What is required
Transcribe all of the records exactly, leaving every line as it is.

Data for this task
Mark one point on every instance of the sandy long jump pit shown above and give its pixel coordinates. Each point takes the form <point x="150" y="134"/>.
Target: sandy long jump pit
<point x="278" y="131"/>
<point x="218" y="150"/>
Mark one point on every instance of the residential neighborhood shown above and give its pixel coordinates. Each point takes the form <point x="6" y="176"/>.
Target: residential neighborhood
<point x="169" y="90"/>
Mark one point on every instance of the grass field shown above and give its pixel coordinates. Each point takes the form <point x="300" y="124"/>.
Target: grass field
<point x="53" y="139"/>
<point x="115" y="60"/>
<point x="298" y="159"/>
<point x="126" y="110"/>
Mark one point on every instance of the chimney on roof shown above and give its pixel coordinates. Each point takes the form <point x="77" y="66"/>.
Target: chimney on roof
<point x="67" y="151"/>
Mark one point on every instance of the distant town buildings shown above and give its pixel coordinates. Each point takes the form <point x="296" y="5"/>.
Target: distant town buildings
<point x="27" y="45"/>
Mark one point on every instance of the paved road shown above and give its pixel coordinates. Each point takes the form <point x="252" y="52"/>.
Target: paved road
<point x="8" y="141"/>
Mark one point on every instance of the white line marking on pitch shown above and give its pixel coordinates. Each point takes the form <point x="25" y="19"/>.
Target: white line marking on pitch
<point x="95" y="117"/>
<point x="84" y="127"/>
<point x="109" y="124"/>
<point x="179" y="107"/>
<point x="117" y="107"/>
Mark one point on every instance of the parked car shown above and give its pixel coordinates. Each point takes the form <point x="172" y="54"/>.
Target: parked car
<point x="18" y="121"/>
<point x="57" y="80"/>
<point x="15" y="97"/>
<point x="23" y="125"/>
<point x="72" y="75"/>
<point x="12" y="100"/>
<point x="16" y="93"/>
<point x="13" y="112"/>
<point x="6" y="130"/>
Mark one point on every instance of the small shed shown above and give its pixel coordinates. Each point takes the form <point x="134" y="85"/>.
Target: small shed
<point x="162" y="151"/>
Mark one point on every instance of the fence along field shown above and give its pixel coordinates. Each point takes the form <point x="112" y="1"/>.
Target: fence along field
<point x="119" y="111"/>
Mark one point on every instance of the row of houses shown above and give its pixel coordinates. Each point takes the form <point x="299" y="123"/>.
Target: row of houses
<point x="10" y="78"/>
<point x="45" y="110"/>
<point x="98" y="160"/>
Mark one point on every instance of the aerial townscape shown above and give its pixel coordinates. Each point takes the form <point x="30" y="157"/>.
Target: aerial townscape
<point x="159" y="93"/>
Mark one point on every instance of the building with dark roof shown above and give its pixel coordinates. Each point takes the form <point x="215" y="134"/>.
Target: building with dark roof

Task solution
Mark one point on every instance of the sandy long jump pit shown above and give its pixel coordinates. Each point takes the form <point x="150" y="134"/>.
Target: sandy long jump pit
<point x="278" y="131"/>
<point x="218" y="150"/>
Mark one point on every instance of the residential neighborhood shown above and give its pixel coordinates. Each point takes the form <point x="6" y="176"/>.
Target: residential neighborhood
<point x="169" y="90"/>
Mark one point on every instance of the grass field shown above and give its pixel coordinates. Each point takes the form <point x="300" y="124"/>.
Target: grass field
<point x="53" y="139"/>
<point x="115" y="60"/>
<point x="298" y="159"/>
<point x="126" y="110"/>
Mark one point on every instance of the chimney on roof shown above and give its pixel coordinates. Each point takes the form <point x="77" y="66"/>.
Target: chimney on roof
<point x="67" y="151"/>
Mark one point on every instance of the distant town buildings shown above and give its pixel coordinates. Each point takes the form <point x="296" y="5"/>.
Target: distant town buildings
<point x="27" y="45"/>
Mark one point on every instance of the paved road shown above and give its pixel coordinates. Each point takes the form <point x="252" y="52"/>.
Target: paved road
<point x="8" y="141"/>
Mark one point on every instance of the white line marking on pitch shown above and give its pixel coordinates. Each point takes the form <point x="25" y="19"/>.
Target: white line marking on pitch
<point x="95" y="117"/>
<point x="84" y="127"/>
<point x="109" y="124"/>
<point x="179" y="107"/>
<point x="117" y="107"/>
Mark one point on every instance of the parked car shown above and give its pixel coordinates. Each point takes the form <point x="172" y="54"/>.
Target: parked car
<point x="18" y="121"/>
<point x="57" y="80"/>
<point x="15" y="97"/>
<point x="23" y="125"/>
<point x="72" y="75"/>
<point x="12" y="100"/>
<point x="16" y="93"/>
<point x="13" y="112"/>
<point x="6" y="130"/>
Mark one point on every instance of the small shed shown above and give its pixel coordinates. Each point takes the form <point x="134" y="85"/>.
Target: small shed
<point x="162" y="151"/>
Mark one point on every instance of the fence along field shown above and give its pixel coordinates. Each point takes the form <point x="112" y="1"/>.
Target: fence along field
<point x="119" y="111"/>
Mark one point on every instance of the row of houses shown above and give its pixel coordinates. Each point takes the form <point x="299" y="123"/>.
Target: row of houses
<point x="10" y="78"/>
<point x="45" y="110"/>
<point x="98" y="160"/>
Mark one point on every instance of the aerial townscape shown above and give its pixel coordinates. Each point takes the form <point x="30" y="157"/>.
Target: aerial townscape
<point x="159" y="93"/>
Mark one point on every instance of the building with dark roof shown above and give its pixel coordinates. Each point takes the form <point x="215" y="134"/>.
Target: building with dark roof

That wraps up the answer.